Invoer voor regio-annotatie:
┌──
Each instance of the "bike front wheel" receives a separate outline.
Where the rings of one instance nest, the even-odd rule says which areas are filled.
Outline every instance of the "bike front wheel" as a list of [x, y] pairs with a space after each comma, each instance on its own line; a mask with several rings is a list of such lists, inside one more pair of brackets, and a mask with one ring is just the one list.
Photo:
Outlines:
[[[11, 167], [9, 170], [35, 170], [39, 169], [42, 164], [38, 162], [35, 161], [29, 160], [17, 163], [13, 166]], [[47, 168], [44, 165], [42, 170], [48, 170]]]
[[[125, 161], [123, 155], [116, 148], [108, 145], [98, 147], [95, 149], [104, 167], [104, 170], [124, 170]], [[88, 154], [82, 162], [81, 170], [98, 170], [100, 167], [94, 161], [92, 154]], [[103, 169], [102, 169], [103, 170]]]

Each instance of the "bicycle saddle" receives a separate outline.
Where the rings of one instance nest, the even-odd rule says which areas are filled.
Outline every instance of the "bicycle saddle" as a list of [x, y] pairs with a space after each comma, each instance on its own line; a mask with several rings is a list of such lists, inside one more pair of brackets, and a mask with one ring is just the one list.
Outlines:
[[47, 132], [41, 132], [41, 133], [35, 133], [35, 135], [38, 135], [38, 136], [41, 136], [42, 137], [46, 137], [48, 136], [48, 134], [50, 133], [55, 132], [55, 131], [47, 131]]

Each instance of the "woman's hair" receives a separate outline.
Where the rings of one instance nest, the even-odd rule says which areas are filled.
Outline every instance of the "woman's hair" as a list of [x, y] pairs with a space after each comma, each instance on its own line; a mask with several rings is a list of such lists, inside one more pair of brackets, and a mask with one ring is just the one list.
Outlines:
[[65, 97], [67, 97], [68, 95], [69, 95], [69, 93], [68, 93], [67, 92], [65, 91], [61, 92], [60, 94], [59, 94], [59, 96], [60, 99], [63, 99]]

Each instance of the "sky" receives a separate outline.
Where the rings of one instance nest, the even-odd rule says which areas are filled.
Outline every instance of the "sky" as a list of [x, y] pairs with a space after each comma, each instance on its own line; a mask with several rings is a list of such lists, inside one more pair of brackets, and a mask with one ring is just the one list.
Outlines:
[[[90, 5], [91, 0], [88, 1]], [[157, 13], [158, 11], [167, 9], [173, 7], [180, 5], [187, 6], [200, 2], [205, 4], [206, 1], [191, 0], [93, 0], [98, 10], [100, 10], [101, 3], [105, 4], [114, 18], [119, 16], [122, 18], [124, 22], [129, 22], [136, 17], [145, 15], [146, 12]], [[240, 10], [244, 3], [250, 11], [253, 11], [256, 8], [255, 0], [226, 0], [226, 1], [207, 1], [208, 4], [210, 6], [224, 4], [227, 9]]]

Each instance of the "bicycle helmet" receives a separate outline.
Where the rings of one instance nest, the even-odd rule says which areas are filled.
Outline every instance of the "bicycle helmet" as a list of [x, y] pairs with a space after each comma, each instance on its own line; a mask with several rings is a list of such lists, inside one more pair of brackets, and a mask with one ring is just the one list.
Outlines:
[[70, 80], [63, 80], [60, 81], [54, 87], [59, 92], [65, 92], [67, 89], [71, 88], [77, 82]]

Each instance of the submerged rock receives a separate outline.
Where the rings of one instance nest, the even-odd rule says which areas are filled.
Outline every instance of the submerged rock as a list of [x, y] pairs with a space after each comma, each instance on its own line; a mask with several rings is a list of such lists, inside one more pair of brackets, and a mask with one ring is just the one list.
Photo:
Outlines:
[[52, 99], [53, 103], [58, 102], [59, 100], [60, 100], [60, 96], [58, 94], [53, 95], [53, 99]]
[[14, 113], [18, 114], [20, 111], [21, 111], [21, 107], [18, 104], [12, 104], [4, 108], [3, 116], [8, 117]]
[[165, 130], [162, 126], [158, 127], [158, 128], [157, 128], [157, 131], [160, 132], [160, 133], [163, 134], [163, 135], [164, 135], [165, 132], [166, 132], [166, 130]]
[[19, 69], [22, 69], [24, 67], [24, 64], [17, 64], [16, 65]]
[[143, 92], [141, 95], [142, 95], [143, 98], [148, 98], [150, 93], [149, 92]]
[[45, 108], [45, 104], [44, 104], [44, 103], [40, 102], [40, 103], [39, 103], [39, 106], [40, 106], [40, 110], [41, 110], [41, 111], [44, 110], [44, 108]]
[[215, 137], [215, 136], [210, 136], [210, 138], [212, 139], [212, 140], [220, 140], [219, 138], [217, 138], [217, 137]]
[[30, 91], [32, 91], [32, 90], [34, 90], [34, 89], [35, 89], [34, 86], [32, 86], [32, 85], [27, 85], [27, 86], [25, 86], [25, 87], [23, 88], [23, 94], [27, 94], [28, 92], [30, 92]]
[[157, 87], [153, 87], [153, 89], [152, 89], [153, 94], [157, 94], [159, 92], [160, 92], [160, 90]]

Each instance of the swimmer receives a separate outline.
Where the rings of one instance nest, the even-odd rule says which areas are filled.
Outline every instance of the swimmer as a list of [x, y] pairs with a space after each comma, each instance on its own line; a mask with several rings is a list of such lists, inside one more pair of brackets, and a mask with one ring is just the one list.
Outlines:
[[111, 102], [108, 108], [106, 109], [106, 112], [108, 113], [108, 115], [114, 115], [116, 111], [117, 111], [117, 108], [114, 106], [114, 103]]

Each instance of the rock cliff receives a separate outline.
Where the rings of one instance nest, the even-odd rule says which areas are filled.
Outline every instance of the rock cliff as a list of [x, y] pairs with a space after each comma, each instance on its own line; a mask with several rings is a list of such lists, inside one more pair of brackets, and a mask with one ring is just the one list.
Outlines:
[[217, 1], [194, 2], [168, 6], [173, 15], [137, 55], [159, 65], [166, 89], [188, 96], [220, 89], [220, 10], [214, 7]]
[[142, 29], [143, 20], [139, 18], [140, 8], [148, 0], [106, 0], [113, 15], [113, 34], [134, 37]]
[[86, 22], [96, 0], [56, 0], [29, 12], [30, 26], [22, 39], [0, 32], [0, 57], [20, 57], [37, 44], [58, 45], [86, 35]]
└──
_OPDRACHT_: Werk de records bij door overal "bicycle saddle" te vervangen door "bike seat". Laat al het andere ongewijzigd.

_OPLOSSING_:
Each instance of the "bike front wheel" receives a separate outline.
Where the rings of one instance nest, the even-odd rule says which areas are filled.
Outline every instance of the "bike front wheel" as a list of [x, y] pairs with a space after each comma, each instance on its own line; a mask with several rings is a list of such lists, inside one more pair of brackets, and a mask with one ring is just the one list.
Photo:
Outlines:
[[[11, 167], [9, 170], [35, 170], [39, 169], [42, 164], [38, 162], [35, 161], [29, 160], [17, 163], [13, 166]], [[47, 168], [44, 165], [42, 170], [48, 170]]]
[[[125, 161], [123, 155], [116, 148], [108, 145], [98, 147], [95, 149], [104, 167], [104, 170], [124, 170]], [[88, 154], [82, 162], [81, 170], [98, 170], [100, 167], [94, 161], [92, 154]], [[103, 169], [102, 169], [103, 170]]]

Each instance of the "bike seat" receives a separate outline.
Where the rings of one instance nest, the even-odd rule says which areas are filled.
Outline every instance of the "bike seat" as a list of [x, y] pairs with a space after each comma, each instance on its own line; a mask with several rings is a list of such lists, inside one more pair of brackets, and a mask with one ring is just the one list.
Outlines:
[[47, 132], [41, 132], [41, 133], [35, 133], [35, 135], [38, 135], [38, 136], [41, 136], [42, 137], [46, 137], [48, 136], [48, 134], [50, 133], [55, 132], [55, 131], [47, 131]]

Each instance of the "woman's hair" receives a separate outline.
Where the rings of one instance nest, the even-odd rule says which areas are filled.
Outline every instance of the "woman's hair" as a list of [x, y] pairs with a space after each comma, each instance on its own line; a mask with several rings is a list of such lists, inside one more pair of brackets, and a mask with one ring is just the one list.
Outlines:
[[65, 97], [67, 97], [68, 95], [69, 95], [69, 93], [68, 93], [67, 92], [65, 91], [61, 92], [60, 94], [59, 94], [59, 96], [60, 99], [63, 99]]

Each instance of the "sky" receives a separate outline.
Where the rings of one instance nest, the even-odd rule says which areas are filled.
Outline every instance of the "sky" as a list of [x, y] pairs with a space after each comma, each instance on its own line; a mask with several rings is a list of such lists, inside one more pair of brackets, and a mask with one ring is just the one list.
Outlines:
[[[90, 5], [91, 0], [88, 1]], [[157, 13], [158, 11], [167, 9], [173, 7], [180, 5], [187, 6], [200, 2], [205, 4], [206, 1], [191, 0], [93, 0], [98, 10], [100, 10], [101, 3], [105, 4], [114, 18], [119, 16], [122, 18], [124, 22], [129, 22], [136, 17], [145, 15], [146, 12]], [[240, 10], [244, 3], [250, 11], [253, 11], [256, 8], [255, 0], [226, 0], [226, 1], [207, 1], [208, 4], [210, 6], [224, 4], [227, 9]]]

Each instance of the "bicycle helmet" receives a separate outline.
Where the rings of one instance nest, the even-odd rule says which areas are filled.
Outline every instance of the "bicycle helmet" as a list of [x, y] pairs with a space after each comma, each instance on its own line; a mask with several rings is a list of such lists, inside one more pair of brackets, and a mask with one ring is just the one list.
Outlines:
[[70, 80], [63, 80], [60, 81], [54, 87], [59, 92], [65, 92], [67, 89], [71, 88], [77, 82]]

Each instance of the submerged rock receives a separate outline.
Where the rings of one instance nest, the even-odd rule says which areas are filled.
Outline every instance of the submerged rock as a list of [x, y] pairs with a space after each comma, each instance on its own line; a mask with several rings is a list of such lists, inside one more pair of brackets, and a mask with one ring is just the one list.
Photo:
Outlines:
[[52, 99], [53, 103], [58, 102], [59, 100], [60, 100], [60, 96], [58, 94], [53, 95], [53, 99]]
[[14, 113], [18, 114], [20, 111], [21, 111], [21, 107], [18, 104], [12, 104], [4, 108], [3, 116], [8, 117]]
[[165, 130], [162, 126], [158, 127], [158, 128], [157, 128], [157, 131], [160, 132], [160, 133], [163, 134], [163, 135], [164, 135], [165, 132], [166, 132], [166, 130]]
[[19, 69], [22, 69], [24, 67], [24, 64], [17, 64], [16, 65]]
[[143, 92], [141, 95], [142, 95], [143, 98], [148, 98], [150, 93], [149, 92]]
[[45, 108], [45, 104], [44, 104], [44, 103], [40, 102], [40, 103], [39, 103], [39, 106], [40, 106], [40, 110], [41, 110], [41, 111], [44, 110], [44, 108]]
[[215, 137], [215, 136], [210, 136], [210, 138], [212, 139], [212, 140], [220, 140], [219, 138], [217, 138], [217, 137]]
[[30, 91], [32, 91], [32, 90], [34, 90], [34, 89], [35, 89], [34, 86], [32, 86], [32, 85], [27, 85], [27, 86], [25, 86], [25, 87], [23, 88], [23, 94], [27, 94], [28, 92], [30, 92]]
[[157, 87], [153, 87], [153, 89], [152, 89], [153, 94], [157, 94], [159, 92], [160, 92], [160, 90]]

Each instance of the swimmer receives a separate outline.
Where the rings of one instance nest, the even-odd rule says which areas are filled.
Outline every instance of the swimmer as a list of [x, y] pairs with a space after each comma, each instance on its own line; a mask with several rings is a list of such lists, inside one more pair of brackets, and a mask with one ring is just the one list.
Outlines:
[[111, 102], [108, 108], [106, 109], [106, 112], [108, 113], [108, 115], [114, 115], [116, 111], [117, 111], [117, 108], [114, 106], [114, 103]]

Each instance of the rock cliff receives a separate outline.
Where the rings of one instance nest, the even-odd rule says which areas are filled.
Outline every instance of the rock cliff as a list of [x, y] pairs with a space after each comma, each instance on its own line; a mask with several rings is a list of such lists, inside one more pair of brackets, and a mask with one ring is just the one list.
Outlines:
[[217, 1], [194, 2], [168, 6], [173, 15], [137, 55], [159, 65], [166, 89], [188, 96], [220, 89], [220, 10], [214, 7]]
[[142, 29], [143, 20], [139, 18], [140, 8], [148, 0], [106, 0], [113, 15], [113, 34], [134, 37]]
[[86, 22], [96, 0], [56, 0], [29, 12], [30, 26], [22, 39], [0, 32], [0, 57], [20, 57], [37, 44], [58, 45], [86, 35]]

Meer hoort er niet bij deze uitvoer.